Task to carry out
All lines below must be repeated exactly, with the pictures omitted.

[Stored items]
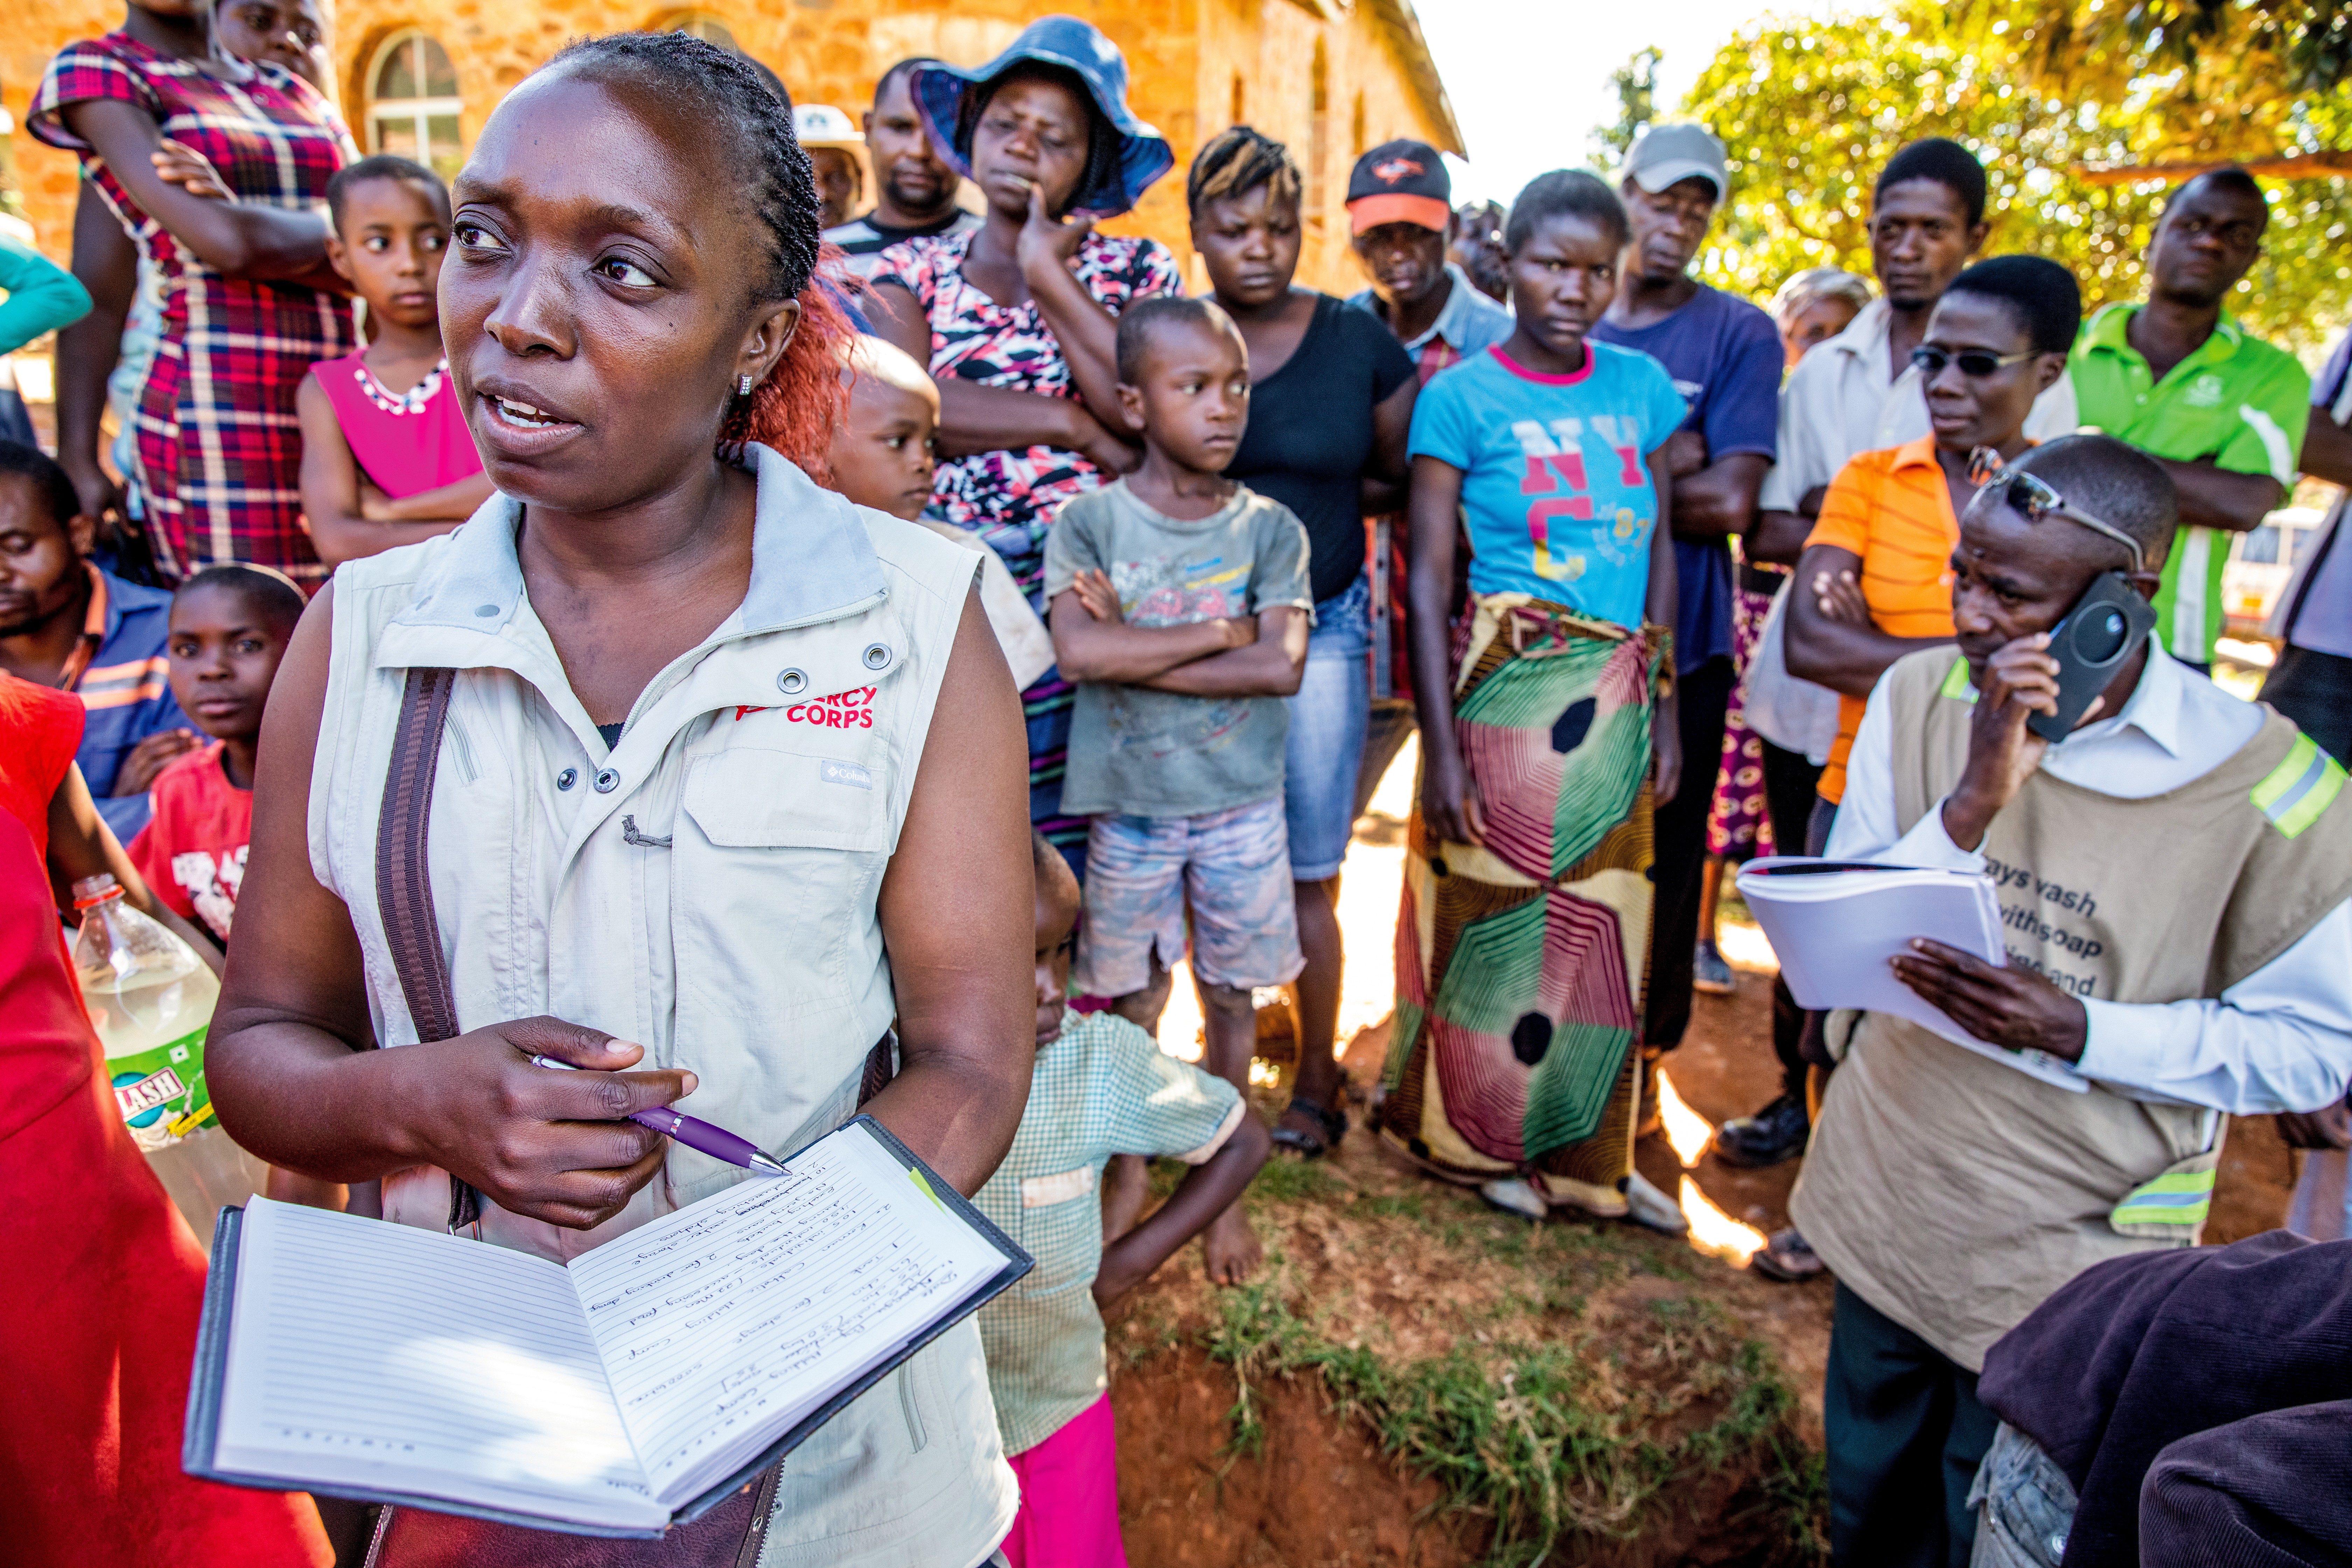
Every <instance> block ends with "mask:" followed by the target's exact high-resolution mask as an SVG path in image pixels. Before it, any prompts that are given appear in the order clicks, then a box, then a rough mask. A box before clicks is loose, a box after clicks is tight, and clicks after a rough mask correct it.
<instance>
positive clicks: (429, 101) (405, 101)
mask: <svg viewBox="0 0 2352 1568" xmlns="http://www.w3.org/2000/svg"><path fill="white" fill-rule="evenodd" d="M414 42H428V45H433V47H435V49H440V52H442V59H445V61H449V73H452V75H456V56H454V54H449V45H445V42H442V40H440V38H435V35H433V33H428V31H426V28H397V31H395V33H390V35H388V38H386V40H383V42H381V45H376V52H374V54H372V56H369V61H367V75H365V78H362V85H365V96H362V108H360V122H362V127H365V132H367V150H369V153H381V150H383V129H381V127H383V122H386V120H390V122H393V125H402V122H405V125H407V127H409V132H412V134H414V136H416V162H421V165H426V167H428V169H430V167H433V127H430V122H433V120H442V118H449V120H456V153H459V160H463V158H466V94H463V85H461V92H459V94H454V96H433V99H428V96H414V99H379V96H376V82H381V80H383V71H386V68H388V66H390V63H393V56H395V54H397V52H400V49H407V47H409V45H414ZM419 54H421V52H419ZM416 66H423V59H416V61H412V78H414V80H416V85H419V87H423V85H426V75H423V71H416ZM386 110H390V113H386Z"/></svg>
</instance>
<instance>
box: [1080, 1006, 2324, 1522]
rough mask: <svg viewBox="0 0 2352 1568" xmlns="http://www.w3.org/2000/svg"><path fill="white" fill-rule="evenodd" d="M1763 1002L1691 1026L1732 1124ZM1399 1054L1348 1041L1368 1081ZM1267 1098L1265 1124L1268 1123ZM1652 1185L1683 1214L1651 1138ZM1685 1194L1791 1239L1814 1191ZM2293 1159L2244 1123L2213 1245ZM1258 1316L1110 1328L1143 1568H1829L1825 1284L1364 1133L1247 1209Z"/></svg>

Output of the task
Every <instance> block ends with "mask:" followed by the target's exact high-resolution mask as an SVG path in image pixels. Before it, any prompts that are given appear in the order clicks, then a box, then a rough mask. A box before clicks is loose, a box after clicks is tight, and clicks after a rough mask correct it.
<instance>
positive clicks: (429, 101) (405, 101)
mask: <svg viewBox="0 0 2352 1568" xmlns="http://www.w3.org/2000/svg"><path fill="white" fill-rule="evenodd" d="M414 42H428V45H433V47H435V49H440V52H442V59H445V61H449V73H452V75H456V56H454V54H449V45H445V42H442V40H440V38H435V35H433V33H428V31H426V28H397V31H395V33H390V35H388V38H386V40H383V42H381V45H376V52H374V54H372V56H369V61H367V75H365V78H362V85H365V96H362V108H360V122H362V127H365V132H367V150H369V153H381V150H383V129H381V127H383V122H386V120H390V122H393V125H402V122H405V125H407V127H409V132H412V134H414V136H416V162H421V165H426V167H428V169H430V167H433V127H430V122H433V120H442V118H449V120H456V153H459V160H463V158H466V94H463V85H461V92H459V94H454V96H433V99H428V96H414V99H379V96H376V82H381V80H383V71H386V68H388V66H390V63H393V56H395V54H397V52H400V49H407V47H409V45H414ZM419 54H421V52H419ZM416 66H423V59H416V61H412V78H414V80H416V85H419V87H423V85H426V75H423V71H416ZM386 110H390V113H386Z"/></svg>
</instance>
<instance>
box: [1080, 1006, 2324, 1522]
rough mask: <svg viewBox="0 0 2352 1568" xmlns="http://www.w3.org/2000/svg"><path fill="white" fill-rule="evenodd" d="M1763 1002L1691 1026L1732 1124ZM1399 1054L1348 1041L1368 1081ZM1267 1098L1265 1124L1268 1123ZM1652 1185L1683 1214L1651 1138ZM1685 1194L1791 1239L1814 1191ZM2293 1159L2244 1123L2213 1245ZM1258 1316L1110 1328L1143 1568H1829L1825 1284L1364 1133L1247 1209Z"/></svg>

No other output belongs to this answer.